“Let’s see if we can see a photo of a Giant Swallowtail. We have 3,000 of them -- there they are! We have 28 from Arizona. Yeah, we need more Giant Swallowtails. More pictures, people!”
Katy Prudic, a bug researcher at the University of Arizona, is looking at a website called eButterfly, which has helped bring science to people and people to science.
Scientific study, it turns out, is not just for scientists any more. eButterfly is one of several Internet-based “citizen science” projects that enable regular people to become the “eyes and ears” of academic researchers.
People often have a difficult relationship with insects. They run from roaches … skitter away from scorpions … and give bees a wide berth. But when it comes to butterflies – some people just can’t get enough.
“I tend to think of butterflies as the ‘birds’ of the entomological world,” Prudic said. “The colors that make butterfly wings are like tiny, tiny feathers. So that’s another way to think about them.”
eButterfly was started in 2011 by two Canadian researchers at the University of Ottawa. Prudic helped expand the site to cover the United States – and from her office on the University of Arizona campus, she is also working to expand eButterfly south of our border.
“eButterfly is an international, Web-based citizen science program that covers from Mexico all the way up to Canada,” she said. “My role is to help recruit people – both natives who live in the area, and then people coming in for recreational purposes.”
Prudic says there are about 800 species of butterflies in the United States. Arizona is home to about 400.
“The butterflies of Arizona are known throughout the world as being some of the most beautiful,” she noted. “Arizona has incredible biodiversity – not just birds and butterflies, but plants, fungus, fish. There’s so many different kinds of places that animals and plants can live.”
When butterfly expert Elizabeth Long lived in Prescott, she travelled frequently to Southern Arizona in search of butterflies. She still vets photos and information submitted to the site by enthusiasts.
“One of the great things about eButterfly is you can really do it anywhere,” Long said. “You can submit your observations anywhere – and know that it has value.”
Another eButterfly contributor is Margarit McIntosh, who was introduced to the system via iNaturalist.org, another nature-themed crowd-source information site. She makes note of critters encountered in her neighborhood during her morning walk to work at the University of Arizona College of Medicine.
“Nature is not something that is out there in a national park that you go to see,” she emphasized. “It’s on campus. It’s in your house. It’s everywhere you look. And when you see the beautiful creatures all around you, you see how we’re all in this together.”
To date, several thousand eButterfly users have entered about 200,000 individual observations or photos – and those numbers are expected to grow dramatically as the site expands.
Prudic said contributors range from novice hobbyists to world-class scholars. And that’s the point.
“Citizen science is, honestly, not new – certainly in the butterfly and moth community,” she noted. “We’ve always had this connection with what we call amateurs versus professionals. We’re engaging the community to help aggregate that data, so that we all can look at it and engage in it.”
Even though Arizona is prime butterfly-watching territory, several species have disappeared. The Blue Silverspot Butterfly – once found throughout the Southwest, as well as in Central and South America – hasn’t been seen in Southeastern Arizona for years. Also gone from Arizona is the Tawny Crescent, which is becoming rare over much of North America.

• Dataset content:

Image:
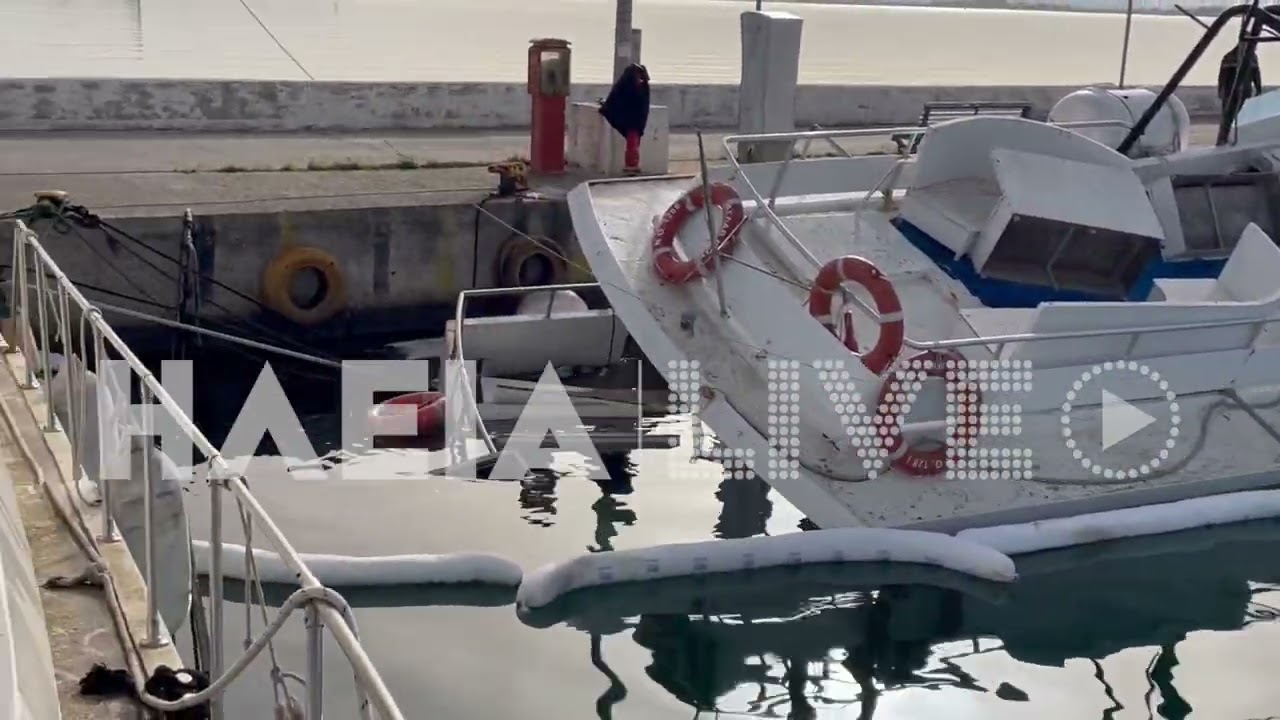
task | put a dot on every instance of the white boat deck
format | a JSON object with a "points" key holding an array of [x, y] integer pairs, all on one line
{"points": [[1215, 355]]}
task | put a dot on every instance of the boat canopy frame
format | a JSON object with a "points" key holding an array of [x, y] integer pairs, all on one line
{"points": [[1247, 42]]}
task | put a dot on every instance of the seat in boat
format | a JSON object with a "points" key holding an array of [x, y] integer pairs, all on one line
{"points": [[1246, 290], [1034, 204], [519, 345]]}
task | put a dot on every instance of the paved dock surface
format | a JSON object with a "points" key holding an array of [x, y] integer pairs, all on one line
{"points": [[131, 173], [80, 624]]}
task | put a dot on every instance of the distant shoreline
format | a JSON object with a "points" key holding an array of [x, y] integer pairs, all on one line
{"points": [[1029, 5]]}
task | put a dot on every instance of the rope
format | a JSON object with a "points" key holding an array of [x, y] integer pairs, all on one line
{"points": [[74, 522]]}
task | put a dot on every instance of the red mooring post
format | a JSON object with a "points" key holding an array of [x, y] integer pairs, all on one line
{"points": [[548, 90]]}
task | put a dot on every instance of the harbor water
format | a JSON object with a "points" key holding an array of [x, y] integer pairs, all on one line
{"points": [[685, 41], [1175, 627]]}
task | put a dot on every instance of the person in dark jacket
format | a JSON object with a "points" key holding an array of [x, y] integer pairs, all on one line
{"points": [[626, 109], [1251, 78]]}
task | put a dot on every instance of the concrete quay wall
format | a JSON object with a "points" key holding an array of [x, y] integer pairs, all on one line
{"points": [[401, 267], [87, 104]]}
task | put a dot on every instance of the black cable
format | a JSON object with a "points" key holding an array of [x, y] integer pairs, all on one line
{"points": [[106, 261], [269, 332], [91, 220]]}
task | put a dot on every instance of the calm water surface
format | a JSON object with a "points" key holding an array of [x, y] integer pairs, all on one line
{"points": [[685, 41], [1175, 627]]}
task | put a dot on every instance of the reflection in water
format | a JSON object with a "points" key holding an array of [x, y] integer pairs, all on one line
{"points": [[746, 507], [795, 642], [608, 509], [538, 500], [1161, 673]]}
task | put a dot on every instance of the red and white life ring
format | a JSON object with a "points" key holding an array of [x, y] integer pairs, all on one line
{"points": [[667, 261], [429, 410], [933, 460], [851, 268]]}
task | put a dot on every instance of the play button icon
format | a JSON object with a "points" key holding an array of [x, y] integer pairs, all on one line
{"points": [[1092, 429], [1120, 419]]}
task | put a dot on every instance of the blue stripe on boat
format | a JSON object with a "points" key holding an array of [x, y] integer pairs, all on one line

• Task brief: Print the eButterfly article's wording from "Prudic says there" up to and including "site by enthusiasts.". The records play no part in the work here.

• Expected answer:
Prudic says there are about 800 species of butterflies in the United States. Arizona is home to about 400.
“The butterflies of Arizona are known throughout the world as being some of the most beautiful,” she noted. “Arizona has incredible biodiversity – not just birds and butterflies, but plants, fungus, fish. There’s so many different kinds of places that animals and plants can live.”
When butterfly expert Elizabeth Long lived in Prescott, she travelled frequently to Southern Arizona in search of butterflies. She still vets photos and information submitted to the site by enthusiasts.